- [EXERCISE DIRECTIONS]: For the entries that follow, restate word for word the line containing "Scan for shadow", the line containing "Scan for white hood.", and every line that lies between them.
==== SOURCE DATA ====
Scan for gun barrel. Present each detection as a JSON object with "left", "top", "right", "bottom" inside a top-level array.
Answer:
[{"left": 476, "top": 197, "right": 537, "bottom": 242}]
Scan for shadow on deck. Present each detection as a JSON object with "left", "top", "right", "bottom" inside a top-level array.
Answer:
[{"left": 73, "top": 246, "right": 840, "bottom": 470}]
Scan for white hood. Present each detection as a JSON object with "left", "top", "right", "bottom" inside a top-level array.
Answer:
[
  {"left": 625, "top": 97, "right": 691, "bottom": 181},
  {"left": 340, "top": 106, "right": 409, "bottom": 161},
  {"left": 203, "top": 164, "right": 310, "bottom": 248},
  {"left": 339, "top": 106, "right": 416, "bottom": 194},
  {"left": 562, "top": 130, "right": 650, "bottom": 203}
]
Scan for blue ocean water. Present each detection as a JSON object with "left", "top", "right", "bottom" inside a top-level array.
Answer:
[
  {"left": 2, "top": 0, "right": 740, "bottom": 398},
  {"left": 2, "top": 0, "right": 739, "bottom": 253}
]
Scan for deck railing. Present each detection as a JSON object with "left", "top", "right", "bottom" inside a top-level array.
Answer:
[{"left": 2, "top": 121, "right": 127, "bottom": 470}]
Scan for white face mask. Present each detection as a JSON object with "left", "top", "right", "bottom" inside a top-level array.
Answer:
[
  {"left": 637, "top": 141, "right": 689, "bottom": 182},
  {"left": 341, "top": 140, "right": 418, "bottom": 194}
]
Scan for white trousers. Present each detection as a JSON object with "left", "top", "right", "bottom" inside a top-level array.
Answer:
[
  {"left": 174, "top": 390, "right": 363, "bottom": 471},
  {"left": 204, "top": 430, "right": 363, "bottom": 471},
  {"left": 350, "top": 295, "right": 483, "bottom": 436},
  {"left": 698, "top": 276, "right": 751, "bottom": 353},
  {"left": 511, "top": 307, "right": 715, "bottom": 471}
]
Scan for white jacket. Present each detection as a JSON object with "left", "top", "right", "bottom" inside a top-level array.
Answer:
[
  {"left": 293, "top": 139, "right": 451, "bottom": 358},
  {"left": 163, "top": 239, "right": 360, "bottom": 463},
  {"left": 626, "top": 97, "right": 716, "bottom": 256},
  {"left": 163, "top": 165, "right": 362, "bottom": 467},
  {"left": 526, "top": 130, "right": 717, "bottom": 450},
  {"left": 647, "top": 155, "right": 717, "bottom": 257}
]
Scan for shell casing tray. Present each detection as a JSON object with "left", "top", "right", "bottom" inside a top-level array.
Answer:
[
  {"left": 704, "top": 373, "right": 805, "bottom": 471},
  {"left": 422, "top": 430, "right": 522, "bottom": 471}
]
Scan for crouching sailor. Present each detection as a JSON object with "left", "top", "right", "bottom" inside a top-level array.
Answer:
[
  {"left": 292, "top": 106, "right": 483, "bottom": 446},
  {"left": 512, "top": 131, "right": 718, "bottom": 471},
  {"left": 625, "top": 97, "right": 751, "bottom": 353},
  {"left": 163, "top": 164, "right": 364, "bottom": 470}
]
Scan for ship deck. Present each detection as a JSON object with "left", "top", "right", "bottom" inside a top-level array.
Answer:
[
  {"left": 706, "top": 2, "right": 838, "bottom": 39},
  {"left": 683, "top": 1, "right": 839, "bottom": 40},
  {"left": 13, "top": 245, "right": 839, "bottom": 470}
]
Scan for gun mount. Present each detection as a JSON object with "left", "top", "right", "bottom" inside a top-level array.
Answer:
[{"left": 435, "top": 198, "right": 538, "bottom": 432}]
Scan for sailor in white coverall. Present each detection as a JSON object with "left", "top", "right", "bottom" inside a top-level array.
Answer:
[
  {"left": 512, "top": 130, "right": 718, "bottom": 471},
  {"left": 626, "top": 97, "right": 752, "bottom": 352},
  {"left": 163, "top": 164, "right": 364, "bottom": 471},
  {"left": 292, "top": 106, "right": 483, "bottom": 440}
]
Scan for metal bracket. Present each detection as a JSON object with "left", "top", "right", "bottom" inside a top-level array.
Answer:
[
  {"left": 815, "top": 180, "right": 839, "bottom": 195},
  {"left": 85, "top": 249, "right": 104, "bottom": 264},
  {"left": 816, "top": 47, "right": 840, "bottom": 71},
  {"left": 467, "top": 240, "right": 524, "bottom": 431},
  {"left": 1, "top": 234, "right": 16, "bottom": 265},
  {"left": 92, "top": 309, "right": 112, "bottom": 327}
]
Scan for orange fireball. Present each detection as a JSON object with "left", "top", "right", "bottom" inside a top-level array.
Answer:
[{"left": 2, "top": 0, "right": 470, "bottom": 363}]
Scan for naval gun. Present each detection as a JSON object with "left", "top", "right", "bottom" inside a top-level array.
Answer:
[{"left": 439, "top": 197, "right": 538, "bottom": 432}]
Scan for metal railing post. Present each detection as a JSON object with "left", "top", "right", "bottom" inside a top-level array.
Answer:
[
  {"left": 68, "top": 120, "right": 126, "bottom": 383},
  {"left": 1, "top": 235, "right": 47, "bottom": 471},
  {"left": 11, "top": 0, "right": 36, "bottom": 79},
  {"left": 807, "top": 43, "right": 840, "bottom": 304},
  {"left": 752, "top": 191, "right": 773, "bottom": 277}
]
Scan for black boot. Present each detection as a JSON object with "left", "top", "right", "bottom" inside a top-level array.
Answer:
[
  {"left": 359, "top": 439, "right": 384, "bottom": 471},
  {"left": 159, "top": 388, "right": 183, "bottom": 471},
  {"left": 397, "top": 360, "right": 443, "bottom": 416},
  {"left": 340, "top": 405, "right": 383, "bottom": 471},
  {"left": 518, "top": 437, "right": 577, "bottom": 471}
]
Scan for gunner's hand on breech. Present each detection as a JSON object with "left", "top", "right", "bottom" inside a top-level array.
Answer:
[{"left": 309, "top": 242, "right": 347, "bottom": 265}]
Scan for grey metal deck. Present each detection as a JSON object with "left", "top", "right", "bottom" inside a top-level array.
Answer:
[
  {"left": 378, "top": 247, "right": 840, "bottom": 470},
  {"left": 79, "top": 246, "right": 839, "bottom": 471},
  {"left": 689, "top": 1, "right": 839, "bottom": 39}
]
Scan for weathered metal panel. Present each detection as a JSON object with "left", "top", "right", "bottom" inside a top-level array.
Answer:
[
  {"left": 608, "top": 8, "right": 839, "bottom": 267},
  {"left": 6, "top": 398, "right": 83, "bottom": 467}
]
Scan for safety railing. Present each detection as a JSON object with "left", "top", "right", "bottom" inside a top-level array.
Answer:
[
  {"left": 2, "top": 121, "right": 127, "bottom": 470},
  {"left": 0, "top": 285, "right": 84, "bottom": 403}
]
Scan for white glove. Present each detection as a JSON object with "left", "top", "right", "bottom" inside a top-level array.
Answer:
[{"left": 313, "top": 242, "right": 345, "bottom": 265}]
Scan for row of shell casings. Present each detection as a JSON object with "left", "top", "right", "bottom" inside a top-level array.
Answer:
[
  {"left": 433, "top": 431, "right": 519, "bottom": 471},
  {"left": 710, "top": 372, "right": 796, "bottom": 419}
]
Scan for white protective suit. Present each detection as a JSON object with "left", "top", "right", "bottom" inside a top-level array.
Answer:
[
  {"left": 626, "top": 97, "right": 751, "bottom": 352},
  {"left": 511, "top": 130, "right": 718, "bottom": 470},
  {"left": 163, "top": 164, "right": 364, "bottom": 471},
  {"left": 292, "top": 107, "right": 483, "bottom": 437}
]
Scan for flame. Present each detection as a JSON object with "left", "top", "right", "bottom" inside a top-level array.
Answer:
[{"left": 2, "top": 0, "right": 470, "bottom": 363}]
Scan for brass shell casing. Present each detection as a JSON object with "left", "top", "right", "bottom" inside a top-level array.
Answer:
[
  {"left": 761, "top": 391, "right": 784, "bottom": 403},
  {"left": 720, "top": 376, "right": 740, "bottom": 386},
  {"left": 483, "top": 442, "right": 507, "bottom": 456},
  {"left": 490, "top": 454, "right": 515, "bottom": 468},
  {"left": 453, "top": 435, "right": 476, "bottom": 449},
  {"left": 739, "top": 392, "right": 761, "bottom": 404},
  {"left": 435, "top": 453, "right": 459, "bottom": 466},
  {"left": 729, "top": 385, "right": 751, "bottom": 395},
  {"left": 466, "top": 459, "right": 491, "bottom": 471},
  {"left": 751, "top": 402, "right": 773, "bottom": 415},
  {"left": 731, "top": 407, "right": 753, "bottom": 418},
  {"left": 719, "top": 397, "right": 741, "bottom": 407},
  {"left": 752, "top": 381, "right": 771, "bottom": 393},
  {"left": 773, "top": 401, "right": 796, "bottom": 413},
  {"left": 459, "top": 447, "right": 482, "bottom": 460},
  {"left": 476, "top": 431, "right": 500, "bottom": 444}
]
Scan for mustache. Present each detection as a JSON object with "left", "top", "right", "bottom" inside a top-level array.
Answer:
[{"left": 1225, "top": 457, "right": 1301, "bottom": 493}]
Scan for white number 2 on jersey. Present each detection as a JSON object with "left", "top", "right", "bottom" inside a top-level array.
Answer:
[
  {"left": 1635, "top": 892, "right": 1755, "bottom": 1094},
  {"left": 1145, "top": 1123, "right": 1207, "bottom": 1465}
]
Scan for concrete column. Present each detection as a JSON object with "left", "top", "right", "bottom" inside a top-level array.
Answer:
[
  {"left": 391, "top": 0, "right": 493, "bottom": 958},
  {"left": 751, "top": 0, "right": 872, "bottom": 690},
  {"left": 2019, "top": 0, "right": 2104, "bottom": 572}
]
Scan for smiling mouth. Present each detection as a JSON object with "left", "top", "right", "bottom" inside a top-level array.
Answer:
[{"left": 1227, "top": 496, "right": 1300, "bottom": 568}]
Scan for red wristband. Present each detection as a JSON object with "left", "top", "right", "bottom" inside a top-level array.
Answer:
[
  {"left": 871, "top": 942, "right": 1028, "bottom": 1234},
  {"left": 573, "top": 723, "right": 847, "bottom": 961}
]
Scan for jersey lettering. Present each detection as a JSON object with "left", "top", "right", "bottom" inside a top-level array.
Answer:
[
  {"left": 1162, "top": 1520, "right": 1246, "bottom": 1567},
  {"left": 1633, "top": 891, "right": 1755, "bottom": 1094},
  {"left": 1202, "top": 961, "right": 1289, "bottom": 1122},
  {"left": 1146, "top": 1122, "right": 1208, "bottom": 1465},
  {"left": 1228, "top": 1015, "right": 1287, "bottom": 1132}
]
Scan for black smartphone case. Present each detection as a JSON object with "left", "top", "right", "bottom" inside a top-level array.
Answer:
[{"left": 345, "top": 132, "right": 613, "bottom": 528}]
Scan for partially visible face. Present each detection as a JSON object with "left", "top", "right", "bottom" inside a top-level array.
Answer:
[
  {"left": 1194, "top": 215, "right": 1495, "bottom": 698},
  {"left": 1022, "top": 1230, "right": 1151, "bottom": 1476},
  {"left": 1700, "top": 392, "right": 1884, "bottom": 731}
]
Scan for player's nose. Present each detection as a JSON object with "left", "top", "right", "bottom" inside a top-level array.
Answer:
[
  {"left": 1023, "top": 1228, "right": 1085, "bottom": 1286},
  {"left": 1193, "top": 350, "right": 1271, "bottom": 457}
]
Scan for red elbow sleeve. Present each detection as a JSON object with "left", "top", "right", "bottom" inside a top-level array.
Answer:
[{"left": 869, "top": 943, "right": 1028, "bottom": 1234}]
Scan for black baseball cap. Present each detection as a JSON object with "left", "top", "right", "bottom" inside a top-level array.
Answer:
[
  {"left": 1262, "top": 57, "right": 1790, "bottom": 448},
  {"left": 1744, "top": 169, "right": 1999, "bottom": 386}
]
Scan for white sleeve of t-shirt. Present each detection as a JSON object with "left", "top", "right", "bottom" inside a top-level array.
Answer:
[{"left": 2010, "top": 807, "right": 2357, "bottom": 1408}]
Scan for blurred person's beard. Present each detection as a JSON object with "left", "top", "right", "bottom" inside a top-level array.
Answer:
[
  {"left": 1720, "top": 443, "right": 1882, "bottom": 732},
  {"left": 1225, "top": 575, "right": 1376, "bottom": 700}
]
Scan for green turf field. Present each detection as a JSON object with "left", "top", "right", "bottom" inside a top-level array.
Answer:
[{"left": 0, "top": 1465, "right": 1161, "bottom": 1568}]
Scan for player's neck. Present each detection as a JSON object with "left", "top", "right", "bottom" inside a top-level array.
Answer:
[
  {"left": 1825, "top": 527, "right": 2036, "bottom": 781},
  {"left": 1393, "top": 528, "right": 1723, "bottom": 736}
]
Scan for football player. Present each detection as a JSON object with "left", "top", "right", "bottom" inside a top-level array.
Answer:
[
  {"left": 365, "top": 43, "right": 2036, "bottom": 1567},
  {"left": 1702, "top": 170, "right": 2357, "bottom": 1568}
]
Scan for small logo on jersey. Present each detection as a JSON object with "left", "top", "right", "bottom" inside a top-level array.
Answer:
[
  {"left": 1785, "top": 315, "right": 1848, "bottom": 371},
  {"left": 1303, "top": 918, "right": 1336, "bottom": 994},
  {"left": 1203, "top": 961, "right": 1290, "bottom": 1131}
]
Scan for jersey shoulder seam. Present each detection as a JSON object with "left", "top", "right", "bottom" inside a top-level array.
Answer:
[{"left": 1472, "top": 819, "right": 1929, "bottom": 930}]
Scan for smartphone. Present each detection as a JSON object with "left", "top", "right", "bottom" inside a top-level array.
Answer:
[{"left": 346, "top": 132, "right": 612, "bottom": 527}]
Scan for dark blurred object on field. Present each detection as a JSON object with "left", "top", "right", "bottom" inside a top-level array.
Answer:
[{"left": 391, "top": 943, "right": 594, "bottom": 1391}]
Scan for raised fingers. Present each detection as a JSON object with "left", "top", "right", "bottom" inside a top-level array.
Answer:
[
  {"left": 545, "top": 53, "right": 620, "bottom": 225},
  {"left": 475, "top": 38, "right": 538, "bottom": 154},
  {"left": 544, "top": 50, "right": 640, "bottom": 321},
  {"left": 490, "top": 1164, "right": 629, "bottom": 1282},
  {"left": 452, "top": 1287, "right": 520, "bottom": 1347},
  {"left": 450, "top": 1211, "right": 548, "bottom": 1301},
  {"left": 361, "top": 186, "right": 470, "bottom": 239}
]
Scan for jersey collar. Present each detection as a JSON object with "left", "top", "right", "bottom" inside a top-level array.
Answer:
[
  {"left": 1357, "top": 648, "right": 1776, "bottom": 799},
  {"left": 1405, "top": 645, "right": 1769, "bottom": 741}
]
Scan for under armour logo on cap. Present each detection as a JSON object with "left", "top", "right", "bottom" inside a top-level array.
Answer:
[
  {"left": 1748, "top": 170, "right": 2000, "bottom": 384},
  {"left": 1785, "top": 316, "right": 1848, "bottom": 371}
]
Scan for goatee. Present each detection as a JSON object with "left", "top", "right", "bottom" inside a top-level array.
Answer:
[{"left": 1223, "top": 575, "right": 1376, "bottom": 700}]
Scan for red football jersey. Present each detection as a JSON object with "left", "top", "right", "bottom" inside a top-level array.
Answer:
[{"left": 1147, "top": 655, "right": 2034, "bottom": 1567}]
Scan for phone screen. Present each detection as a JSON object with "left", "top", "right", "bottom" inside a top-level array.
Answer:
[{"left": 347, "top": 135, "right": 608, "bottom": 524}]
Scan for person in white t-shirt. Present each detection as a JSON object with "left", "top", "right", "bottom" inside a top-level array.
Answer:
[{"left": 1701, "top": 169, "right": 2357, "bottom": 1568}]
====
- [TASK SOLUTION]:
Scan for shadow on deck. Present each detection as a JSON object with "left", "top", "right", "bottom" inside a top-level array.
Answer:
[{"left": 73, "top": 246, "right": 840, "bottom": 470}]
Scan for white hood. Present each detection as a JSON object with "left", "top", "right", "bottom" inside a top-level array.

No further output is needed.